Please report every line in the listing below that contains the word "board", copying each such line in full. Case counts when matching.

_ _ _

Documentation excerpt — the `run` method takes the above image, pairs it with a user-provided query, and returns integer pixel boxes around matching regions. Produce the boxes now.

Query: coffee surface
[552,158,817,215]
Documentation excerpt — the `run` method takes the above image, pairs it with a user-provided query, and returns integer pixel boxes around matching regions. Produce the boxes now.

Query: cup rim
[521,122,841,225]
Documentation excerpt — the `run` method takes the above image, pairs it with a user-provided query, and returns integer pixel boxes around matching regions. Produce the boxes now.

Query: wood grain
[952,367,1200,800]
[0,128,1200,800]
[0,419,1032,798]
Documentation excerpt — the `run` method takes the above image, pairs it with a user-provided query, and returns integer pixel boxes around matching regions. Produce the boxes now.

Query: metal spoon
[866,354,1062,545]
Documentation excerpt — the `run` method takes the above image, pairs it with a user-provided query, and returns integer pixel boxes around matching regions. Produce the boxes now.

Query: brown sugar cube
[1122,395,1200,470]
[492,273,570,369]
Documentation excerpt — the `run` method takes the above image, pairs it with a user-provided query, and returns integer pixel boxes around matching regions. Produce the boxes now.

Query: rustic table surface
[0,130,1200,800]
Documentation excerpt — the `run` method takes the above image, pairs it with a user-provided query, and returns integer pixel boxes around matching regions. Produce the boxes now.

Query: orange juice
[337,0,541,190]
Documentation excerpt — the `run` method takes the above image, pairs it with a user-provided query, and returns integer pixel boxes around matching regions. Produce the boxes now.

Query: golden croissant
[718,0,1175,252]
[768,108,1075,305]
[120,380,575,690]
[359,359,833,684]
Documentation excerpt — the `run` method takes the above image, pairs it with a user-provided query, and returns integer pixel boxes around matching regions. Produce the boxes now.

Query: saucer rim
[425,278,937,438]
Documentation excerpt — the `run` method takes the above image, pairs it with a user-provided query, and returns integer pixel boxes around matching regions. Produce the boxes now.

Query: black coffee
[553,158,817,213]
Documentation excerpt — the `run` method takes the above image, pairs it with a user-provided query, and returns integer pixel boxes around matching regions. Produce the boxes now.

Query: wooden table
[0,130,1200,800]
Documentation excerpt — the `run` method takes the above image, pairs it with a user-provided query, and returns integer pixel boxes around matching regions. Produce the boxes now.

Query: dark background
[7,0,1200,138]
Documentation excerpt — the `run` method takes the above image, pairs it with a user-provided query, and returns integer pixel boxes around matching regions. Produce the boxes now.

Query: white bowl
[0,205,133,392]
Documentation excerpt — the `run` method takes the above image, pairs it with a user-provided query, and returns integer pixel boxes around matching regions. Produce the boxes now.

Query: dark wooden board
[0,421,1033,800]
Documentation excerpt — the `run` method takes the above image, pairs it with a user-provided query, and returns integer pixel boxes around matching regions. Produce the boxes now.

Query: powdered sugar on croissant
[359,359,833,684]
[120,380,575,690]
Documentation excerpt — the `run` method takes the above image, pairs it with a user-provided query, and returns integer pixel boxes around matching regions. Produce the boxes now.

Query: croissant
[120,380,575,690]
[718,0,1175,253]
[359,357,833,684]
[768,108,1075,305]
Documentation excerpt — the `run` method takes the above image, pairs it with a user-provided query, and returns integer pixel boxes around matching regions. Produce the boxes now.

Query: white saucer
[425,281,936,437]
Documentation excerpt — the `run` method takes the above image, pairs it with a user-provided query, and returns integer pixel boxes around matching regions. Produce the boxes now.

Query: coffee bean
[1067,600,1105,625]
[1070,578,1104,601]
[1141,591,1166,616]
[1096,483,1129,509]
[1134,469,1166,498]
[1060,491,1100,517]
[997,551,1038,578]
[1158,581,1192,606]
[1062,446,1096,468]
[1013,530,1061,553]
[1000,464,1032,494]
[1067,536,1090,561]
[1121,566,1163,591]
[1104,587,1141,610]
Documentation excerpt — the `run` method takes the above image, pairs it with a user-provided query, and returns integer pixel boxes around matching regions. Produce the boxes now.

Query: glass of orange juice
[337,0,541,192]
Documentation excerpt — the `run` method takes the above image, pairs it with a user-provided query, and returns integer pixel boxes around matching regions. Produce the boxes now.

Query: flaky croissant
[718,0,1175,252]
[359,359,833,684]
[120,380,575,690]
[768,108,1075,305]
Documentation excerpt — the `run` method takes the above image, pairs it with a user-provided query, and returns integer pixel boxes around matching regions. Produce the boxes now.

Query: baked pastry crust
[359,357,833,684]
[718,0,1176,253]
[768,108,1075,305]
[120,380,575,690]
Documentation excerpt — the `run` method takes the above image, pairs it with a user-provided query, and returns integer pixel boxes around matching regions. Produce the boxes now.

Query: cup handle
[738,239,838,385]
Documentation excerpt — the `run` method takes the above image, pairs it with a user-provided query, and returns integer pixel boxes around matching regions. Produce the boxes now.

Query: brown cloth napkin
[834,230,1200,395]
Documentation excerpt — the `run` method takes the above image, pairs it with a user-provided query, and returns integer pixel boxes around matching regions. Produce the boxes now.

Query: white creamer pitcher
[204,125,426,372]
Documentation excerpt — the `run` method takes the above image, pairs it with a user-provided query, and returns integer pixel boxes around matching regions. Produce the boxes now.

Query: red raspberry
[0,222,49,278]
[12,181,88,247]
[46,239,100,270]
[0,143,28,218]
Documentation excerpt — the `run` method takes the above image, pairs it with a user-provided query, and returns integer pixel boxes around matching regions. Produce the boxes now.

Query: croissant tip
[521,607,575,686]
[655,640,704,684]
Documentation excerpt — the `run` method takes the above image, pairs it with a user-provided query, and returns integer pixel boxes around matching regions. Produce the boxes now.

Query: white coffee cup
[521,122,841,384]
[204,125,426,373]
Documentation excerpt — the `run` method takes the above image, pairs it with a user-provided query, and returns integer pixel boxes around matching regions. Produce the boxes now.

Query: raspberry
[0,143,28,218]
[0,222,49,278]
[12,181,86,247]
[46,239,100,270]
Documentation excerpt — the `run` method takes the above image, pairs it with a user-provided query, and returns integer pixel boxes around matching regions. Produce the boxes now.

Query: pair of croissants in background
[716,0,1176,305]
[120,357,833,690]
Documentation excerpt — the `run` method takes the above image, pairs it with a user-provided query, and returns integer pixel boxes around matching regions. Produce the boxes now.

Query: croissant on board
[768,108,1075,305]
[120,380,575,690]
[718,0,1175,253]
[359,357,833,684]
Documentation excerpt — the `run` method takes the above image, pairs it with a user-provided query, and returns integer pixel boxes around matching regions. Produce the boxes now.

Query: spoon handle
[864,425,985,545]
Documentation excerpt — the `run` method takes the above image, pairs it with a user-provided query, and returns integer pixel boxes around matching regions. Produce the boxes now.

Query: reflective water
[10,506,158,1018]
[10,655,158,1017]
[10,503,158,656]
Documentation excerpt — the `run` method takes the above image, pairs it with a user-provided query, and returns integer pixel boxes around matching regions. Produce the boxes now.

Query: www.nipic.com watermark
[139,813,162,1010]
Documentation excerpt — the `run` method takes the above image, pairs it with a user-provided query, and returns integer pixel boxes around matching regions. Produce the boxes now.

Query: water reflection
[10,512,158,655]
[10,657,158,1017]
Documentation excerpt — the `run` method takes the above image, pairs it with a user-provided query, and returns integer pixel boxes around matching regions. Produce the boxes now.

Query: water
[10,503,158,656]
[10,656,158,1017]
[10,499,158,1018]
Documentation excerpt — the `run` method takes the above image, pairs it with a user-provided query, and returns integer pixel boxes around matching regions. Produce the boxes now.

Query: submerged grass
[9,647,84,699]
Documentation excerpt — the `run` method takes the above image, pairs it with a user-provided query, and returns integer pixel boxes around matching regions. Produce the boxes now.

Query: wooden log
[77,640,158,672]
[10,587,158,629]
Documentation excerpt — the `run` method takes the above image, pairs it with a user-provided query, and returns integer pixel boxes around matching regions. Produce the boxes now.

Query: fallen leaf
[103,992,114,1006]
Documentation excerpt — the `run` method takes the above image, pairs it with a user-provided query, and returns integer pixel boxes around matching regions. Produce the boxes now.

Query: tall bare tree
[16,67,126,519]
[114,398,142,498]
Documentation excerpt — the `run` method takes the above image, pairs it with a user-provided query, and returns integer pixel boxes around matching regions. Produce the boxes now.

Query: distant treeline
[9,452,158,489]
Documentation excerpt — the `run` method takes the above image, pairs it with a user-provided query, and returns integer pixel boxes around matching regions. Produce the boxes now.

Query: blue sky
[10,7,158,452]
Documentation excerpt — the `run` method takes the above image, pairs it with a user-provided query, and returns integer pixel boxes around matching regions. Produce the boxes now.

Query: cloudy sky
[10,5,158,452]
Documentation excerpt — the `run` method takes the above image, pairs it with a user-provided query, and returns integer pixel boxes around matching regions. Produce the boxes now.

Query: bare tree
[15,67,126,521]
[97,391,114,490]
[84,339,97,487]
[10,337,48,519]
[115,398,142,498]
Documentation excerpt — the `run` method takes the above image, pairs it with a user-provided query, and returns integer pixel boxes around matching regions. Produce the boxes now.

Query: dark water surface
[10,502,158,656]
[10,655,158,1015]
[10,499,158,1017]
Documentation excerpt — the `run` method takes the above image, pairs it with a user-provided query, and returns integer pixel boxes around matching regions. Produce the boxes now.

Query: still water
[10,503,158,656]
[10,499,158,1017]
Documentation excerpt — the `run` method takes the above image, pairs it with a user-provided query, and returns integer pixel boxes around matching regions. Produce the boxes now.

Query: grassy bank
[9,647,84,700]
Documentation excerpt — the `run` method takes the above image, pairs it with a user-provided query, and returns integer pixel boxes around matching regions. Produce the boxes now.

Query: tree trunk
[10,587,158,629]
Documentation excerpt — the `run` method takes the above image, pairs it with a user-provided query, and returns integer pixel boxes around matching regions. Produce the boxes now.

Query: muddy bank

_ _ _

### Solution
Query: dark wooden board
Query: croissant on board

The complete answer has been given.